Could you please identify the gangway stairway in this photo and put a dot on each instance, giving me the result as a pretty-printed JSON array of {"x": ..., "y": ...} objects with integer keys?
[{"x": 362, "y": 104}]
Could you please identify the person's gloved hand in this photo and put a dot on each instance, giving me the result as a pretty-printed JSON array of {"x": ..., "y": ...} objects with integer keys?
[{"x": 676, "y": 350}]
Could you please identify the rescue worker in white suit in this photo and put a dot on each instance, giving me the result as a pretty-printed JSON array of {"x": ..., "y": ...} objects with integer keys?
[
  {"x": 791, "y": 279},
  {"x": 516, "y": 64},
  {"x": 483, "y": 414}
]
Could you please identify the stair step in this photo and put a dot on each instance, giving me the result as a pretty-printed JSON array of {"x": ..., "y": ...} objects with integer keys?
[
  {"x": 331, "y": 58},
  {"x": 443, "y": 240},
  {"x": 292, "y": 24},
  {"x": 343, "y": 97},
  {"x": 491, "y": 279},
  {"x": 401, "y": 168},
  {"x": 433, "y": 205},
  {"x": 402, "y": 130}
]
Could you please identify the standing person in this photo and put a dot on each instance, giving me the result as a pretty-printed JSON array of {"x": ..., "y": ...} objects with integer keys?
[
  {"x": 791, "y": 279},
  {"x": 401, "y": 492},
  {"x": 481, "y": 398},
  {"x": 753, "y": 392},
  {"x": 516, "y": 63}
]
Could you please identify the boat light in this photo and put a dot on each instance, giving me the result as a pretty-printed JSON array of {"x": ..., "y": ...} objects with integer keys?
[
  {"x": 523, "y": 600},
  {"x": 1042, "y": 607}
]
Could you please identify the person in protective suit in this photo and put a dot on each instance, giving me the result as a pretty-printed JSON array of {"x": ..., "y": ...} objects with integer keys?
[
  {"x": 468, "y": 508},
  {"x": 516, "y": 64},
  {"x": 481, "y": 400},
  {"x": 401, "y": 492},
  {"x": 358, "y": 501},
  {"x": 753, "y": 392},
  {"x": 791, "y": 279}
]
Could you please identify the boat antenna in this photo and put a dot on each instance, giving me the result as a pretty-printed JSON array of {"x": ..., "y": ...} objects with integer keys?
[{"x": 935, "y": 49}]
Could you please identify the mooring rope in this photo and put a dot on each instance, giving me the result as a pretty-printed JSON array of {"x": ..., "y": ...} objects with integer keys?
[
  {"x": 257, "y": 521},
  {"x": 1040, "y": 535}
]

+---+

## What you need to do
Each of the entries must be written out again exactly.

## Problem solution
Could you please identify the gangway stairway in this photo and put a dot on each instance, giving me the result as a pretty-printed JSON array of {"x": ..., "y": ...} objects with integer keys?
[{"x": 362, "y": 104}]
Could you please identify the person's gloved hand in this photo and put a dot on each instance, giving me the result as a pretty-printed JSON array of {"x": ..., "y": ...} objects with integer keys?
[{"x": 676, "y": 350}]
Could you please identify the rescue worker in white suit in this photo and put a dot on each instance, giving me the result as a pretty-printed JSON array of {"x": ..., "y": ...} objects with integer keys?
[
  {"x": 791, "y": 279},
  {"x": 516, "y": 64},
  {"x": 483, "y": 414}
]
Could you please identify the stair step in this photo and put a dot on each instance, giving me the result as a pretty-printed JSON array of {"x": ..., "y": ...} objects with integer keys?
[
  {"x": 331, "y": 58},
  {"x": 443, "y": 240},
  {"x": 292, "y": 24},
  {"x": 343, "y": 97},
  {"x": 491, "y": 279},
  {"x": 401, "y": 168},
  {"x": 433, "y": 205},
  {"x": 402, "y": 130}
]
Could you please identify the standing person in this photo and put a dot on each instance, giving me the result as a pretty-printed JSON array of {"x": ..., "y": ...} objects with integer keys?
[
  {"x": 791, "y": 279},
  {"x": 401, "y": 492},
  {"x": 481, "y": 398},
  {"x": 753, "y": 392},
  {"x": 516, "y": 63}
]
Could you please identify the boat light in this photo and put a dot on each instance, giving me the result as a pretty-printed JSON array of {"x": ..., "y": ...} objects with integer keys?
[
  {"x": 523, "y": 600},
  {"x": 1042, "y": 607}
]
Could you please identify the person in protective suit in this photo and put a dot on each instance, giving me the result as a pretty-printed JSON array of {"x": ..., "y": ...} objects with integer keys?
[
  {"x": 468, "y": 508},
  {"x": 516, "y": 64},
  {"x": 481, "y": 400},
  {"x": 401, "y": 492},
  {"x": 358, "y": 501},
  {"x": 753, "y": 392},
  {"x": 791, "y": 279}
]
Could you please identify the boat antenna in this photo and put a dot on each instance, giving me the result as a pretty-printed JSON array of {"x": ..., "y": ...} objects with integer keys?
[{"x": 935, "y": 49}]
Could you please identify the mooring rope in this photo and put a dot on each instance, giving me the result as a pretty-printed JSON array of {"x": ..., "y": ...} objects with integer keys?
[
  {"x": 257, "y": 521},
  {"x": 1040, "y": 535}
]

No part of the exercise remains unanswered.